TASK INSTRUCTIONS
- a) In two sentences, summarize the article about Dr. Jessie Ariel Ferreras and the Kanlungan memorial.
- b) Carry on the article about Dr. Jessie Ariel Ferreras and the Kanlungan memorial from the point where it stops.
(Beginning of EXCERPT TO READ)
Dedicated US-based doctor who died of COVID-19 wanted to retire in PH
(Last of two parts)
MANILA, Philippines — Even with a successful career as a doctor in the United States, Jessie Ariel Ferreras never forgot his Philippine roots.
Whenever he could, he made sure to be present in high school reunions in Laguna province and get-togethers with members of his class at the University of Santo Tomas (UST), where he had gone to medical school.
At Christmas every year, he would initiate gift-givings to the needy in his hometown, Lumban, in Laguna province, where he had grown up as the eldest in a brood of six.
At 62, he would have wanted to retire in the Philippines.
But in April, he died of COVID-19 at his home in Bergen County, New Jersey.
Proud to be a Filipino
“My dad was always very proud of where he came from … He was so proud to be a Filipino,” his eldest son Nico said in an interview. “And I think he came to the United States where the training was excellent, but he also wanted to really be able to provide his family a good life.”
Ferreras is among the 160 Filipino health workers honored and remembered in the digital memorial “Kanlungan,” set up to ensure that the contributions of medical professionals in the diaspora who are of Philippine ancestry are not forgotten by the global health-care community.
But more than remembering the fallen for their work, the tribute gallery (kanlungan.net) also serves as a repository of memory for families who have been left behind, including those thousands of kilometers back home in their native Philippines.
The story of Filipino laborers have always been characterized by movement and migration. In 2019, about 2.2 million Filipinos were working abroad, sending remittances that would reach up to P211 billion in the April-September period of the same year.
With Filipino health workers becoming a sought-after group globally, the new coronavirus pandemic has further amplified that distinction for medical professionals from the Philippines. But this has also effectively sugarcoated the real and present threats of the virus to them and their loved ones, whether back home in the Philippines or with them in their host countries.
“The Philippine narrative is always broken, fractured to so many disparate threads,” said Ninotchka Rosca, one of the founders of the transnational feminist group AF3IRM, which spearheaded the Kanlungan project.
(End of EXCERPT TO READ)
(Beginning of SUPPLIED INFORMATION)
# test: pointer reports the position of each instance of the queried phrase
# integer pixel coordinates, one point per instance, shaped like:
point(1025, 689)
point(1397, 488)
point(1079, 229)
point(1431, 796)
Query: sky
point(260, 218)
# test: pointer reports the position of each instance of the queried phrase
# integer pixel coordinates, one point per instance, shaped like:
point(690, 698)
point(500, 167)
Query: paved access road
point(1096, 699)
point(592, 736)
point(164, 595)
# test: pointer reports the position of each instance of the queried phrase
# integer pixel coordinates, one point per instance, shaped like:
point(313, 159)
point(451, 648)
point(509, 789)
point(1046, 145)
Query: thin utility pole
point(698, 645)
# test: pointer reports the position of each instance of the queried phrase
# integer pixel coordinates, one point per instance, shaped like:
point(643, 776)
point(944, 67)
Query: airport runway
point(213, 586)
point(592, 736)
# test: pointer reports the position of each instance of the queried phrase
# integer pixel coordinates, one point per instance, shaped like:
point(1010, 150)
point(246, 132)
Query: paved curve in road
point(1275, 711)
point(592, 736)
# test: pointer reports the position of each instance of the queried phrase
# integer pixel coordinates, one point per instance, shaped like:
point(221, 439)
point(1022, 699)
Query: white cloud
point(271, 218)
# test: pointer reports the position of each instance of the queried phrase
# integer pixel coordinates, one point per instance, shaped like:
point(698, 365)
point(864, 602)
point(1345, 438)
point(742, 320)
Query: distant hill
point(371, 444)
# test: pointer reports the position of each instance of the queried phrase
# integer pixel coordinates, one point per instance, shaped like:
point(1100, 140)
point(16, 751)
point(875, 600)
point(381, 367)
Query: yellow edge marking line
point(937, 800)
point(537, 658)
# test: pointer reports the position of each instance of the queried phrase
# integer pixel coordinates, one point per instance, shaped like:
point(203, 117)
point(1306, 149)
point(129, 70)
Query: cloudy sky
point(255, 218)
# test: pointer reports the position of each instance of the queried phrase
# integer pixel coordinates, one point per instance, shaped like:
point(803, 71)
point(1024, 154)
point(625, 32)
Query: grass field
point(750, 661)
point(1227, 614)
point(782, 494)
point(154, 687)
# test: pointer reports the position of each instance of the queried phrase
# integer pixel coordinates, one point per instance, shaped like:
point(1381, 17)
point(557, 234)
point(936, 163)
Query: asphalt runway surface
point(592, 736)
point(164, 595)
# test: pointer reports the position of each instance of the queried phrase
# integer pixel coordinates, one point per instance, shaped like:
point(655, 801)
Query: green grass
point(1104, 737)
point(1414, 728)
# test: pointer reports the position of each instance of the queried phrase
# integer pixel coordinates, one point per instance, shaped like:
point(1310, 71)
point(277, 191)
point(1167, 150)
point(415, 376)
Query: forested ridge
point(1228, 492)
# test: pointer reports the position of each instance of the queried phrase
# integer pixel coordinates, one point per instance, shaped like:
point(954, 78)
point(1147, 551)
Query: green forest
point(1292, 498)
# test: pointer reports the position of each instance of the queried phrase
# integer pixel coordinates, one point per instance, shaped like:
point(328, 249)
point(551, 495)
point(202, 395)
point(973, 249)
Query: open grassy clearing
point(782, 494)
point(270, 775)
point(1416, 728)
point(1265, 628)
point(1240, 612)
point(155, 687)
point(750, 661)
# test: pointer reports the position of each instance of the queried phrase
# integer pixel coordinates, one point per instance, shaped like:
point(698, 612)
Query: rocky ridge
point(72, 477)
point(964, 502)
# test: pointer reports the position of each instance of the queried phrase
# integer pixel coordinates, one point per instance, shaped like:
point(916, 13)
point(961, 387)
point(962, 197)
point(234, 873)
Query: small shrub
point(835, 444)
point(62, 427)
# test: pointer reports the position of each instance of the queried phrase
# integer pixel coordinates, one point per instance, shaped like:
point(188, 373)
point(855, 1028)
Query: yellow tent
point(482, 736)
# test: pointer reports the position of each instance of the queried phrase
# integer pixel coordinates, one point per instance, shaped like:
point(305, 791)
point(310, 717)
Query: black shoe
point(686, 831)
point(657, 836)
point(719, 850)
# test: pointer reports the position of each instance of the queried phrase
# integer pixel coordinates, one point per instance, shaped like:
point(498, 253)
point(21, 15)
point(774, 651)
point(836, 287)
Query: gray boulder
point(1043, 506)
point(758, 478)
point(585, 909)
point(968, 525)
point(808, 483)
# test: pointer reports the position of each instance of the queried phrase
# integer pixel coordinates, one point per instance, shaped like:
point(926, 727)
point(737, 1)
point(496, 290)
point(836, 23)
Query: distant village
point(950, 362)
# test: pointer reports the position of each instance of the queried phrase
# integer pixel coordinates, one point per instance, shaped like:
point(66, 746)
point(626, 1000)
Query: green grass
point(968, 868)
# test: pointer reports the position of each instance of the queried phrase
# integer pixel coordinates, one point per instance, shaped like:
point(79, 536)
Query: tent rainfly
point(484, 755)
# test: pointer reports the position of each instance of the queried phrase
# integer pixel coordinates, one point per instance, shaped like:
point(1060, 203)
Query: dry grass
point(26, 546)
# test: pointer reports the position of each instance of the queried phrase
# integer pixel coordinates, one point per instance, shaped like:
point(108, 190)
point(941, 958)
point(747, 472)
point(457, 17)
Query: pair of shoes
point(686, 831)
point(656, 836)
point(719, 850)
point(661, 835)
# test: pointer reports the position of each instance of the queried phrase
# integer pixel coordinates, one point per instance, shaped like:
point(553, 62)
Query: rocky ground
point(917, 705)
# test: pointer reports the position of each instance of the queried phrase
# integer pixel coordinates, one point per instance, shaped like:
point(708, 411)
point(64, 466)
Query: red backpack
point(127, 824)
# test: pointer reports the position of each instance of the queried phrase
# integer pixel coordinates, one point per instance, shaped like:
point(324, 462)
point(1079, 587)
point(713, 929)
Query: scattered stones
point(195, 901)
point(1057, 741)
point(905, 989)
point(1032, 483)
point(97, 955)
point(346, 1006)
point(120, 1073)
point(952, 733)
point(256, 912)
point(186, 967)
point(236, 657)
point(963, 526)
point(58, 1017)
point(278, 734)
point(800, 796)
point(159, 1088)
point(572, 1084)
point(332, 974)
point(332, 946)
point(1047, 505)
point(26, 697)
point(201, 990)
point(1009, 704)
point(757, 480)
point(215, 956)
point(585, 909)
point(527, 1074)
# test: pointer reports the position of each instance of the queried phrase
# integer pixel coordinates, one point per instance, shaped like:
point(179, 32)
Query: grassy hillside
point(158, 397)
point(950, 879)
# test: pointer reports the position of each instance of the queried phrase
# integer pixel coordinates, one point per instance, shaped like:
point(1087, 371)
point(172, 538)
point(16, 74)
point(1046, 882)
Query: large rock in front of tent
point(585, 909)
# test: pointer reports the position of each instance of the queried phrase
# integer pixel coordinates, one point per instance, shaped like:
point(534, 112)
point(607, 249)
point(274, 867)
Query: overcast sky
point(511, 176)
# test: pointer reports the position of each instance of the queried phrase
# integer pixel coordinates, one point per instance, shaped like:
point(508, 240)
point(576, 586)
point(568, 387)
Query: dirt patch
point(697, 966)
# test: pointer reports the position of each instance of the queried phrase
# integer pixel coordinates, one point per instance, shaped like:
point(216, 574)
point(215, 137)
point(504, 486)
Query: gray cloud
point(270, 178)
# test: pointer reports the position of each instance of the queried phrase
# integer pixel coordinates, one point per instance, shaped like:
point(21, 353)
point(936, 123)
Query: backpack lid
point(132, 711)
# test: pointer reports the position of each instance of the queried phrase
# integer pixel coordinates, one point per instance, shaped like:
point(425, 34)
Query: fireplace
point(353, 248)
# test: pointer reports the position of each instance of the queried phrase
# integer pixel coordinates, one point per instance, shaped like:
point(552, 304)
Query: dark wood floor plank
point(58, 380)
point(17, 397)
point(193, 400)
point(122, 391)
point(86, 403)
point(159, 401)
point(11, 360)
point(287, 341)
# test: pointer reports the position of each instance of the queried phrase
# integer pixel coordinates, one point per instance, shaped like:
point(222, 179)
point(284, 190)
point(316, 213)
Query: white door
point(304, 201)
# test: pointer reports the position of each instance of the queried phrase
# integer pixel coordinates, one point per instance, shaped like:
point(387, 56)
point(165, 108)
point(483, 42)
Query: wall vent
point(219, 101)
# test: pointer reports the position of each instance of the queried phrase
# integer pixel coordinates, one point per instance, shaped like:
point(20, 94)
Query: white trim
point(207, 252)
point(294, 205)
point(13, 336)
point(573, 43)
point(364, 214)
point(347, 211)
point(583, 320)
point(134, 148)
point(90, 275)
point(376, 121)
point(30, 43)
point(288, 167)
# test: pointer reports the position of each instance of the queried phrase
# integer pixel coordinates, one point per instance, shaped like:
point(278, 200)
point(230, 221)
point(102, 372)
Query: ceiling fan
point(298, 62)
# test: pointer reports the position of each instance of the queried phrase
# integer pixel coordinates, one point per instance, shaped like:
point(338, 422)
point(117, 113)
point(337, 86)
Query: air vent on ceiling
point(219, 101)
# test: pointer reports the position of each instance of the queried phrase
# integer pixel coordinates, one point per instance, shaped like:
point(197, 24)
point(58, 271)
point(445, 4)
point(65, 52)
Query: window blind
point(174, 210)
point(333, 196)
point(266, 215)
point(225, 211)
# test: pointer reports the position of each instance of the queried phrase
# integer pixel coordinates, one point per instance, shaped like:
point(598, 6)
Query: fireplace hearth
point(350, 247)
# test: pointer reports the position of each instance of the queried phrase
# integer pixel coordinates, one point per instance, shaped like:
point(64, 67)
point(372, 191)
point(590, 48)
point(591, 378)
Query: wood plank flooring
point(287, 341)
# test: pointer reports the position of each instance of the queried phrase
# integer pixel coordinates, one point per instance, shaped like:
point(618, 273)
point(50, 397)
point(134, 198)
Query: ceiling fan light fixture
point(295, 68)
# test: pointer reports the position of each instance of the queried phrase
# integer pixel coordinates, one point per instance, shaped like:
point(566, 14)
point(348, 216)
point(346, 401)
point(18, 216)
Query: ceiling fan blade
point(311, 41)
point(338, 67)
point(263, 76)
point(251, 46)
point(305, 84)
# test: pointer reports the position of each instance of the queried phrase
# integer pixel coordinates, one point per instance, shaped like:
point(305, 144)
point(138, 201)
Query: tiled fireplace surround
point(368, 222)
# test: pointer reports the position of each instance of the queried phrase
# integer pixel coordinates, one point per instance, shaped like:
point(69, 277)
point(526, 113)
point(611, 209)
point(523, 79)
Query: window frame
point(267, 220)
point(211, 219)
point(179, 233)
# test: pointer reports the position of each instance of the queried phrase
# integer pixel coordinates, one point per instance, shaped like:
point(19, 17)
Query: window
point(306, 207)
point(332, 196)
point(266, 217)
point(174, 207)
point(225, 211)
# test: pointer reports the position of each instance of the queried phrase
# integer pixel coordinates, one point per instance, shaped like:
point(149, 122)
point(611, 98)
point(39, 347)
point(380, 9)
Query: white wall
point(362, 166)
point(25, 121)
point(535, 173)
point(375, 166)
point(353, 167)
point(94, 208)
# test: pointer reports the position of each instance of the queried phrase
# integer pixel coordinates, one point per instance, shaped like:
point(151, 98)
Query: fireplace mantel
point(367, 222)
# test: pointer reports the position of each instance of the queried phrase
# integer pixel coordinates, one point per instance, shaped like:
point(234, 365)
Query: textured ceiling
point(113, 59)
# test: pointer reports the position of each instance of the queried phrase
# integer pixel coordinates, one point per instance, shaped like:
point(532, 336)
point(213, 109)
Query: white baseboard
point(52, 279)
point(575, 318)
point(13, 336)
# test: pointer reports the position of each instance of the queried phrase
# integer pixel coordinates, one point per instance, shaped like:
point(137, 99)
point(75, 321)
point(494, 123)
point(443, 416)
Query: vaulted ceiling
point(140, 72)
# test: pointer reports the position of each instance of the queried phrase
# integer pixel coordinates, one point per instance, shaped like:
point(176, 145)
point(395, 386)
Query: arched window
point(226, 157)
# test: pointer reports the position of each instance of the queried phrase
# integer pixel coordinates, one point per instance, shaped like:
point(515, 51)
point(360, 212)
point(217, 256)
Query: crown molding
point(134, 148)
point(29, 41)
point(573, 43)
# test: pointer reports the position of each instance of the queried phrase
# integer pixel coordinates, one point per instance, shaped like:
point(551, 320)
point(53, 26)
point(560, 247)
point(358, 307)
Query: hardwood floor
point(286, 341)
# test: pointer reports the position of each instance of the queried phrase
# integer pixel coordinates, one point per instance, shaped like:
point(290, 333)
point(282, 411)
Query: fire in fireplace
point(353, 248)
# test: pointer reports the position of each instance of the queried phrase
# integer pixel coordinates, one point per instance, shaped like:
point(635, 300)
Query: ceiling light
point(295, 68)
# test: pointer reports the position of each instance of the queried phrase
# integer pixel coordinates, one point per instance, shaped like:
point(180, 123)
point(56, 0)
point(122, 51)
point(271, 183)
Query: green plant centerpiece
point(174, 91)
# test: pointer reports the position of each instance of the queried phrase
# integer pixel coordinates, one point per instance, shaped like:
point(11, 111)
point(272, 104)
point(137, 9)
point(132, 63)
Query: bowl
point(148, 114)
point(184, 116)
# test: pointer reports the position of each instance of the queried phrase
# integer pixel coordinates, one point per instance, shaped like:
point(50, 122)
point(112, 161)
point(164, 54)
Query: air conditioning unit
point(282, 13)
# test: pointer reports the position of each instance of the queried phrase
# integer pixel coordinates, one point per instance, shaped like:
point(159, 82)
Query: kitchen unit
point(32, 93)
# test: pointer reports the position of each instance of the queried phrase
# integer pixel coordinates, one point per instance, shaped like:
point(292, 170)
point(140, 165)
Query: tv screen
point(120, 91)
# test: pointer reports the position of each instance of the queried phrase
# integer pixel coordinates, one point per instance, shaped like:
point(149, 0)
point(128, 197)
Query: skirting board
(End of SUPPLIED INFORMATION)
EXERCISE RESULTS
- a) Jessie Ariel Ferreras grew up in Lumban, Laguna, and went to medical school at the University of Santo Tomas before building a successful career as a doctor in the United States. He never forgot his Philippine roots and at 62 would have wanted to retire there, but he died of COVID-19 at his New Jersey home in April, and he is now among the 160 Filipino health workers honored in "Kanlungan," a digital memorial led by the group AF3IRM.

- b)
“But we have to push for the human dimension of our labor. These are not just workers, exported labor [or] servants. These are people, these are human beings [and] they have connections,” Rosca said in an interview.
Ferreras’ story is one that exemplifies such connections, deeply entwined not just back home in the Philippines but also in New Jersey where he had lived for three decades and worked as a practitioner of family medicine.
“After my dad’s passing, what we really learned is how kind and how loved he was,” Nico, 30, said of his father, who was the first doctor in their family. “Not only by family and friends, but by his coworkers and people we did not know and his patients.”
Ferrera’s death was swift, and almost without pain, his son said. Even when he was already sick with COVID-19 himself, he was still calling up his patients, including those who had tested positive for the same virus that he was battling.
Since physical distancing measures had prohibited the usual mourning traditions, Ferreras’ colleagues from Valley Medical Group, as well as patients and friends, held a caravan of cars in front of his home on Easter Sunday to pay their last respects. They placed cards, candles, flowers and artworks on his front lawn.
Back in the Philippines, fellow UST graduates set up a Facebook page in his memory, peppered with photos with his family and friends and videos where he was seen dancing and waving to the camera in his travels.
“I think that my dad is the epitome of hard work. He did not come from privilege and he worked for everything he got,” Nico said.
Other fallen health workers
Kanlungan’s digital gallery is now also a shelter for several other fallen health workers:
- Arlene Aquino, 44, who left the Philippines a decade ago to work as a nurse in California and who had also lost her father to COVID-19.
- Oscar King Jr., 45, a hospital porter in Oxford, England, who arrived in the United Kingdom in 2004.
- Julius Sana, 40, who moved to Wales from the Philippines 15 years ago and is survived by his wife and his two children aged 5 and 11.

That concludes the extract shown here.